Norman Fegidero

Personal information
- Full name: Norman Salo Fegidero Jr.
- Date of birth: January 28, 1970 (age 56)
- Place of birth: Bacolod, Philippines
- Position: Midfielder

College career
- Years: Team / Apps / (Gls)
- West Negros University

Senior career*
- Years: Team / Apps / (Gls)
- –: Philippine Air Force

International career
- 1989–2001: Philippines / 29 / (6)

Managerial career
- 2008: Philippines
- 2011–2012: Pachanga
- –: La Salle
- 2022: Philippines U23
- 2022: ADT
- 2024–2025: Philippines U23
- 2024: Philippines (interim)
- 2024–2025: Philippines (assistant)

= Norman Fegidero =

Filipino association football manager and former player (born 1970)

Norman Salo Fegidero Jr. (born January 28, 1970) is a Filipino football manager and former player. He represented the Philippines national team from 1989 to 2001 and later became their coach in 2008.

==College career==
Fegidero played for the football team of West Negros University.

==Club career==
At the club level, Fegidero played for Philippine Air Force. He played for the team which won the 1997 Manila Premier Football League.

Fegidero was part of the National Capital Region (NCR) B team that won the 1999 P-League. The team won 8–4 over Davao with Fegidero among the goal scorers. The NCR-B team had Philippine Air Force and Navy players.

==International career==
For twelve years, from 1989 until 2001, Norman Fegidero played for the Philippines national team. The highlight of his career is when he was instrumental to the 1–0 upset against Malaysia at the 1991 Southeast Asian Games. He secured the winning goal in the 84th minute.

==Coaching career==
===Philippines===
Fegidero was the head coach of the Philippines national team in 2008. He led the team in the 2008 AFC Challenge Cup qualifiers hosted in Iloilo. The Philippines won games against Bhutan and Brunei but failed to qualify for the competition proper after drawing Tajikistan in their final game.

===Pachanga===
From 2011 until 2012 Fegidero coached Pachanga. Under his watch, the United Football League Division 2 club would be undefeated in the 2012 season and earn promotion to the first division for the 2013 season.

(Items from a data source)
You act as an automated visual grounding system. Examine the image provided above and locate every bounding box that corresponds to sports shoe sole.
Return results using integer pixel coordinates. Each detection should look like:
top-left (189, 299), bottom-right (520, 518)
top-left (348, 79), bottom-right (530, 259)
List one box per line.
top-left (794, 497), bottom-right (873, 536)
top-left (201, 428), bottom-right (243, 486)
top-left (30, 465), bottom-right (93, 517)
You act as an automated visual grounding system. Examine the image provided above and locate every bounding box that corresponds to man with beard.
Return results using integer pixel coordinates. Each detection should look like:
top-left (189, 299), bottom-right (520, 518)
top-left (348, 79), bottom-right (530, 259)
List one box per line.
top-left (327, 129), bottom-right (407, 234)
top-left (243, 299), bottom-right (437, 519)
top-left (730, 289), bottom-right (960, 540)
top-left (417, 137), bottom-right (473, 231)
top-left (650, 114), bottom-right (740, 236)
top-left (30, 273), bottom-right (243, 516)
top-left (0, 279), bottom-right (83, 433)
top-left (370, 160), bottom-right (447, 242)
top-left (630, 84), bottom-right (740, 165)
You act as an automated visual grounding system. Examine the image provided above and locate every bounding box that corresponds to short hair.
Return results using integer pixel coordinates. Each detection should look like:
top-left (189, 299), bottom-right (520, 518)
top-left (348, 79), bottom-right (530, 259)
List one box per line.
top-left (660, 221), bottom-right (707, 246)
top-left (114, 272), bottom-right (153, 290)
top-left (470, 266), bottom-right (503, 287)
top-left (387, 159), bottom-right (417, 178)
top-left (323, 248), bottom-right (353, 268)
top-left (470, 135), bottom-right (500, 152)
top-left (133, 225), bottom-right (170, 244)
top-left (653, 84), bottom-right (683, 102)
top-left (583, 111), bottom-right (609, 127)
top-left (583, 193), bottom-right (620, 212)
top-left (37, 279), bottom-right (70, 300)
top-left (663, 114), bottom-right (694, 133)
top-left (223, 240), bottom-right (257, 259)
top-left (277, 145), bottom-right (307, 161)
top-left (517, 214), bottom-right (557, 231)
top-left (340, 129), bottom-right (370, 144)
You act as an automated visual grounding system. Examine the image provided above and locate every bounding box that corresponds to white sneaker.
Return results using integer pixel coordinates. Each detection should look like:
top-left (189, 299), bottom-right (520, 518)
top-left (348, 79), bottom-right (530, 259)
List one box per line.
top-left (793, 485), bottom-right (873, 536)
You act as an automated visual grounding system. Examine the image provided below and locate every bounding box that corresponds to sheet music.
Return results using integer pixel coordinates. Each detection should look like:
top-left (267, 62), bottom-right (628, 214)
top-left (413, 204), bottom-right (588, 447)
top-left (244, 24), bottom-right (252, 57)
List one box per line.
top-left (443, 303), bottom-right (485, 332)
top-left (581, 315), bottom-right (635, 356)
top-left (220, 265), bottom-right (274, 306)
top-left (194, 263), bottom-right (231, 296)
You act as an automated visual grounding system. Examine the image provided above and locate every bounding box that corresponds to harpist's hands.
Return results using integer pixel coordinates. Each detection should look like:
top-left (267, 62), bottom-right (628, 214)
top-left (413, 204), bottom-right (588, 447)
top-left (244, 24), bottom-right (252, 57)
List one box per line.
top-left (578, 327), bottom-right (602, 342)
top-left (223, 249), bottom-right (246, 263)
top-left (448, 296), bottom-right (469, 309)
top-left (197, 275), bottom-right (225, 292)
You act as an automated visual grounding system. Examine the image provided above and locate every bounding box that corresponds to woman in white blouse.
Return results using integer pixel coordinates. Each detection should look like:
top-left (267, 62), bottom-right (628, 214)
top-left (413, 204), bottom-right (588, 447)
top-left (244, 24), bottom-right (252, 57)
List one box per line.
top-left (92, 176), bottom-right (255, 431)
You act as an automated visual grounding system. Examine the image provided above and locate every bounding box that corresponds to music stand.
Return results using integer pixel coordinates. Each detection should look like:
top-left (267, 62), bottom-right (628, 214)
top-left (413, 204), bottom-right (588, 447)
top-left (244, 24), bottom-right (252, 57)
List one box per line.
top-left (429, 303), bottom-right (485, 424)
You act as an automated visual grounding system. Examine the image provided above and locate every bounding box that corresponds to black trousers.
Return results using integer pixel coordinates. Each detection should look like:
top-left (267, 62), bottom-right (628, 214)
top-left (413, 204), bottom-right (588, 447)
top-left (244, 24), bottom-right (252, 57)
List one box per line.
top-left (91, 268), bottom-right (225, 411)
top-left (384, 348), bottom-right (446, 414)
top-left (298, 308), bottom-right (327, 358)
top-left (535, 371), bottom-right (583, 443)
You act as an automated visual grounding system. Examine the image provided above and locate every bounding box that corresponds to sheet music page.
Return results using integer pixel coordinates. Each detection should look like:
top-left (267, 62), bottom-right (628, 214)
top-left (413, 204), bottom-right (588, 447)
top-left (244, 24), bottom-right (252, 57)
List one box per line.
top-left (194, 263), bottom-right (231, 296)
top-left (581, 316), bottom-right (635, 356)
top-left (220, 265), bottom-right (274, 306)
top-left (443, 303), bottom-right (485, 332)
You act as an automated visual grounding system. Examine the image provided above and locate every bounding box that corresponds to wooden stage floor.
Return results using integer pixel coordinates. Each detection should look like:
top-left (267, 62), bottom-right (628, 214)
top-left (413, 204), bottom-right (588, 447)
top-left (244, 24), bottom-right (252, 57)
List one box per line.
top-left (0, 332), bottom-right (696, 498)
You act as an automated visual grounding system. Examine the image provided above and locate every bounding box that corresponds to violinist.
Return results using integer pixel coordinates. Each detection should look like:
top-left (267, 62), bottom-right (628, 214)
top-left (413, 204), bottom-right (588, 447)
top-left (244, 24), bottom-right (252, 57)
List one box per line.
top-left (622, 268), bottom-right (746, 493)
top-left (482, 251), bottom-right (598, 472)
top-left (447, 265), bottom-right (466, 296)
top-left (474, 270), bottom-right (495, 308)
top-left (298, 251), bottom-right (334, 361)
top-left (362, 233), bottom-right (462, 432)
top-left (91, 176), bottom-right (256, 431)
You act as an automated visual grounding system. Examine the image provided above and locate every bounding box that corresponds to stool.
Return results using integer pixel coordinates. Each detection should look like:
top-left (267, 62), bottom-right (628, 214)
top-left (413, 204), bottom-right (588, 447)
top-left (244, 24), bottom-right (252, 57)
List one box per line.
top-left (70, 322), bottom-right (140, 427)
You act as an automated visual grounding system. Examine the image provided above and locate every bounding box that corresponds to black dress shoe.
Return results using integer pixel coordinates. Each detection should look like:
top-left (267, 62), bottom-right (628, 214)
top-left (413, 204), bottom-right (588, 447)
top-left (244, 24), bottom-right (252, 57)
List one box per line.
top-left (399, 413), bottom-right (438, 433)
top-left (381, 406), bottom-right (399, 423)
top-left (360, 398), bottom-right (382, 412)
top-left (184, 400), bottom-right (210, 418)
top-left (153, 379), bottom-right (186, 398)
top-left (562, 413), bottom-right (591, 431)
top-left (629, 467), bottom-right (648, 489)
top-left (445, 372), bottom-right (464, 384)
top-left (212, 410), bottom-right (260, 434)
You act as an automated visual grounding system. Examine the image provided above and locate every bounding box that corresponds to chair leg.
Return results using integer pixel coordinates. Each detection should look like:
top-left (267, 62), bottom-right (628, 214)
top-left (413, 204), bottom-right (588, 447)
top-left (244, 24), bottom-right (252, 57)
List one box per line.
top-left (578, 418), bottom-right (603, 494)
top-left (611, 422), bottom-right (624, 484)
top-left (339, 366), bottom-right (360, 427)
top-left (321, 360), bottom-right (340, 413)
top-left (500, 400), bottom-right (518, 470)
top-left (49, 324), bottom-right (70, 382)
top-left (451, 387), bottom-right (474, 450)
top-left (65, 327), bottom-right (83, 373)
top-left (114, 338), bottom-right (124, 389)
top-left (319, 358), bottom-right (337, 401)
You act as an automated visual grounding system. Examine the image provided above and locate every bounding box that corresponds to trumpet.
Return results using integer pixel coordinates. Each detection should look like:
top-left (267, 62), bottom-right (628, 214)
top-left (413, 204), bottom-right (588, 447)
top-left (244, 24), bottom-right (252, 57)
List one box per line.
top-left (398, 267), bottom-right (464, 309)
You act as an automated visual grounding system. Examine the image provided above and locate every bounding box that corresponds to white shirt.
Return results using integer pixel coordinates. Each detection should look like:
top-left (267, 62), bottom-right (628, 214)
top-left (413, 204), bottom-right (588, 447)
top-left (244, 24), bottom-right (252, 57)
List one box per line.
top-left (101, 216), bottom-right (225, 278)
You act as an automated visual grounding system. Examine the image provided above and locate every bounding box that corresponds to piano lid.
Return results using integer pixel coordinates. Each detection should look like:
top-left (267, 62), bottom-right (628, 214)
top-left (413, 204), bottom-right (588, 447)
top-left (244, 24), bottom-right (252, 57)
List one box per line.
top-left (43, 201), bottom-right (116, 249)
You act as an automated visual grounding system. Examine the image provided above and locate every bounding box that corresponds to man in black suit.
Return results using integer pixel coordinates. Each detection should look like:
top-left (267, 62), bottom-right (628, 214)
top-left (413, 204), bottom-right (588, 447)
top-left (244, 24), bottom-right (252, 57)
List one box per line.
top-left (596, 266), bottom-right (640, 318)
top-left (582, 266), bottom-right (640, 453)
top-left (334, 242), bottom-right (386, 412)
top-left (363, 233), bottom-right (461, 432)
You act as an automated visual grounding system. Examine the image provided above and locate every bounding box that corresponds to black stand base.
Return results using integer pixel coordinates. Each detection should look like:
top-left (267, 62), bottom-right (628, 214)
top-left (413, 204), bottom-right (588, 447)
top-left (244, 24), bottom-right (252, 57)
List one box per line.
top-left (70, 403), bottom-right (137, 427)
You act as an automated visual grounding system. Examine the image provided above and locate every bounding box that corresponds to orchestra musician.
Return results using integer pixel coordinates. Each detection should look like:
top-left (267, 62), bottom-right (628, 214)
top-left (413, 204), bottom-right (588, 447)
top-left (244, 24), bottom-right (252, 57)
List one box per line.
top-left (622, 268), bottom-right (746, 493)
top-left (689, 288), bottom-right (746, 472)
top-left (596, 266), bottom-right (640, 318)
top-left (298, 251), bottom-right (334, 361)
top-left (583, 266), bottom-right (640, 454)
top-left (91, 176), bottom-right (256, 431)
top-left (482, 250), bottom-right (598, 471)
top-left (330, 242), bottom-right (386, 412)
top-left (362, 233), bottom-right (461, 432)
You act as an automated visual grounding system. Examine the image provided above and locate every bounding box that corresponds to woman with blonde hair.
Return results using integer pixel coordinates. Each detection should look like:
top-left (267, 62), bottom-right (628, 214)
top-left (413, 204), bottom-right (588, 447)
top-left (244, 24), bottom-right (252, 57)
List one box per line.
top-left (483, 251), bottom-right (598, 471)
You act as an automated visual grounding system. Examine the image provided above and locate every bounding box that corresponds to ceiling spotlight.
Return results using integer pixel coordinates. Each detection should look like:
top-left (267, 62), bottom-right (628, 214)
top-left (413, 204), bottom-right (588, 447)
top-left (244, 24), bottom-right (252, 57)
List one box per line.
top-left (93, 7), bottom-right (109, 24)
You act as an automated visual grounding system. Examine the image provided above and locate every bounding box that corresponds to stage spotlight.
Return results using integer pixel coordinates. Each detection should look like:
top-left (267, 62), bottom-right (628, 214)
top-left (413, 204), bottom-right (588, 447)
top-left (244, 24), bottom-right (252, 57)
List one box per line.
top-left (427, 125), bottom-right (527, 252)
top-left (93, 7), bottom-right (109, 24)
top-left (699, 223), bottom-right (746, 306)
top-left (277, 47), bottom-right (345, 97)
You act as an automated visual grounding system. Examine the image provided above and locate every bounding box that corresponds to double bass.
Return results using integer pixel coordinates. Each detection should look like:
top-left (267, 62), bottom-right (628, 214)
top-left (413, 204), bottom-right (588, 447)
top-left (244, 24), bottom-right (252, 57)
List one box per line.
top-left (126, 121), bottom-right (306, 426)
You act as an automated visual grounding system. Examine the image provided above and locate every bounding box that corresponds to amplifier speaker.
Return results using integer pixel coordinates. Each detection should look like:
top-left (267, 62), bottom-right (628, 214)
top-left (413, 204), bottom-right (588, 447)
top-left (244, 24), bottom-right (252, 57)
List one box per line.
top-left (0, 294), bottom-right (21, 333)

● TO DO:
[1] Using the biography of Norman Fegidero, say whether each statement agrees with it, answering yes or no and quoting the words that decide it. (a) Fegidero played for the football team of West Negros University. (b) His winning goal against Malaysia at the 1991 Southeast Asian Games came in the 84th minute. (c) Under Fegidero, the Philippines qualified for the competition proper of the 2008 AFC Challenge Cup.
[2] Reproduce everything in the biography of Norman Fegidero from "Filipino association football" down to "West Negros University.".

● EXPECTED RESPONSES:
[1]
(a) Yes: "Fegidero played for the football team of West Negros University."
(b) Yes: "He secured the winning goal in the 84th minute."
(c) No: "failed to qualify for the competition proper after drawing Tajikistan in their final game."

[2]
Filipino association football manager and former player (born 1970)

Norman Salo Fegidero Jr. (born January 28, 1970) is a Filipino football manager and former player. He represented the Philippines national team from 1989 to 2001 and later became their coach in 2008.

==College career==
Fegidero played for the football team of West Negros University.